§ **Instructions for the task**:
In the brain aneurysm text, how much more likely are people who smoke to experience a rupture than nonsmokers?

§ **Document extract**:
Who Is at Higher Risk

High blood pressure and smoking are the two most well-established modifiable risk factors, both for developing a brain aneurysm and for triggering rupture. Each raises the odds of rupture independently. People who smoke are roughly 57% more likely to experience a rupture than nonsmokers, and those with high blood pressure face about a 51% increased risk. When both factors are present together, the combined risk more than doubles compared to having neither.

Other factors that increase susceptibility include a family history of brain aneurysms (particularly a first-degree relative who had one), certain inherited connective tissue disorders, and being female, since women develop brain aneurysms more often than men. Age also plays a role; most aneurysms are diagnosed in people between 35 and 60.

How Likely Is a Rupture?

For most people with a small, incidentally discovered aneurysm, the rupture risk is low. A large meta-analysis found that aneurysms 10 mm or smaller that were monitored without treatment ruptured about 1.1% of the time over roughly 3.7 years. For the smallest aneurysms, those 3 mm or less, the rate was around 0.8% over a similar period. In practical terms, out of every 1,000 small aneurysms managed with observation, between 8 and 15 are estimated to rupture over about four years.

Larger aneurysms carry higher risk. Size is one of the strongest predictors of rupture, along with location in the brain, irregular shape, and whether the aneurysm is growing on follow-up imaging.

§ **Material supplied**:
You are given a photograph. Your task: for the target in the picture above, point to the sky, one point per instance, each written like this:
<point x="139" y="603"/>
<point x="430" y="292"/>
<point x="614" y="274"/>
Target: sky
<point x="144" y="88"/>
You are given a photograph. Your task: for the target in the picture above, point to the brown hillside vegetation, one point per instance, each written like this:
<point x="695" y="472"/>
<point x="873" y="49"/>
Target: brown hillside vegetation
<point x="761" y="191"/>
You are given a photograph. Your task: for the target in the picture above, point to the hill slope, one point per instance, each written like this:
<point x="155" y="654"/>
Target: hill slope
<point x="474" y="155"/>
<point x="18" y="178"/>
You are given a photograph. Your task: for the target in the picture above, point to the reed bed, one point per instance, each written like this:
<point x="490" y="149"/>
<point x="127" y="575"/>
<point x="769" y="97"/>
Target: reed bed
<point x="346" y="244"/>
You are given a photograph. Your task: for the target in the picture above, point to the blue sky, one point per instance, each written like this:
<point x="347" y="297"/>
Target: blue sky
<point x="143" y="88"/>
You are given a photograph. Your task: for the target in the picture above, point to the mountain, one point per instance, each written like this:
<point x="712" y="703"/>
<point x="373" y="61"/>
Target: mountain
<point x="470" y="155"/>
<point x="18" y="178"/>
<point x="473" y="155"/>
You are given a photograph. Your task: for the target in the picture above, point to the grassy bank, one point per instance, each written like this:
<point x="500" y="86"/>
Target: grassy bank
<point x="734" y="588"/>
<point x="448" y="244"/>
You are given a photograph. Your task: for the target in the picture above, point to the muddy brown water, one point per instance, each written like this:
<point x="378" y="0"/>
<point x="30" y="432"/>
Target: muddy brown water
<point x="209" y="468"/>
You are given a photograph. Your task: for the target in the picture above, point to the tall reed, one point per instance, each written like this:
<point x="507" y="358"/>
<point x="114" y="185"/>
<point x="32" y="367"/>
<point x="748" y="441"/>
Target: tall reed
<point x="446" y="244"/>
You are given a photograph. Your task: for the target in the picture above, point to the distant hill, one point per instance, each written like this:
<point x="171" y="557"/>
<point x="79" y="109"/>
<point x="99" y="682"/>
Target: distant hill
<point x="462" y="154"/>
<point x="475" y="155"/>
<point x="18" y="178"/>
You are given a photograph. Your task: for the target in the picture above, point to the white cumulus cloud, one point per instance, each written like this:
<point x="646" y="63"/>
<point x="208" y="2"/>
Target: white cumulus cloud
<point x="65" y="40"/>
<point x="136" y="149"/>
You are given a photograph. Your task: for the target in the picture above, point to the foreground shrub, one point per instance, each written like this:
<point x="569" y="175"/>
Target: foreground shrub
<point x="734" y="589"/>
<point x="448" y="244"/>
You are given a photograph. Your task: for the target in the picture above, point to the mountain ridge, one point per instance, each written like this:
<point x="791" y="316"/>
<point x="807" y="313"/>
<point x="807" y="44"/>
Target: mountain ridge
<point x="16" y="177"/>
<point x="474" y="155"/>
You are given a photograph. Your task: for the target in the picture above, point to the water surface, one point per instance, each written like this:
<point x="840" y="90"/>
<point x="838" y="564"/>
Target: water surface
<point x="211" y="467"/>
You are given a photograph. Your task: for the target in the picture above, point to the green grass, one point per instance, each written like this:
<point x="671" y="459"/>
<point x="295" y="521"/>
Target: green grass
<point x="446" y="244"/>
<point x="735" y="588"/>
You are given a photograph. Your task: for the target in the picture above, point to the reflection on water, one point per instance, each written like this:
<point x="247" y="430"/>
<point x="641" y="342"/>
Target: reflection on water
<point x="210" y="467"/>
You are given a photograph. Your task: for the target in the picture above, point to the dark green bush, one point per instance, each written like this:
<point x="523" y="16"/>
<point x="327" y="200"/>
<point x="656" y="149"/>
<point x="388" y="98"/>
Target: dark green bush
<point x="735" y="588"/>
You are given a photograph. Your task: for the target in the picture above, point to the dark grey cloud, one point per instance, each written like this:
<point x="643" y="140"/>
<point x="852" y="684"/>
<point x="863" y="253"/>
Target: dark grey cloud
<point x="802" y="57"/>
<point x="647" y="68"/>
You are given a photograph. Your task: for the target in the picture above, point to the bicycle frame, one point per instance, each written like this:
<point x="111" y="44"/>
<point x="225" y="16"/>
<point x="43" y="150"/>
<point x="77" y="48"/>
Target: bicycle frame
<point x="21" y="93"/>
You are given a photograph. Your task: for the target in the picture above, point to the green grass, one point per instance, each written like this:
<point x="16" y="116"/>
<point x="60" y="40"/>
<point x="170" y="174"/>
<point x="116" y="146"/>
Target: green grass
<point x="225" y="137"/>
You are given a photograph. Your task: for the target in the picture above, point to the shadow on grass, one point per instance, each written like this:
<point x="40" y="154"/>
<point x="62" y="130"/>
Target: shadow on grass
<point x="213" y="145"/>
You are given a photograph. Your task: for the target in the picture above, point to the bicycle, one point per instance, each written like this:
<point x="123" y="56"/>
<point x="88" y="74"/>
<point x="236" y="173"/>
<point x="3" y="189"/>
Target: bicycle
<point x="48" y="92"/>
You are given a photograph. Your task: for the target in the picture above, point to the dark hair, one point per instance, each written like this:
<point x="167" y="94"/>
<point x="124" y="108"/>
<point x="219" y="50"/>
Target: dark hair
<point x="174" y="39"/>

§ **Exercise output**:
Roughly 57% more likely.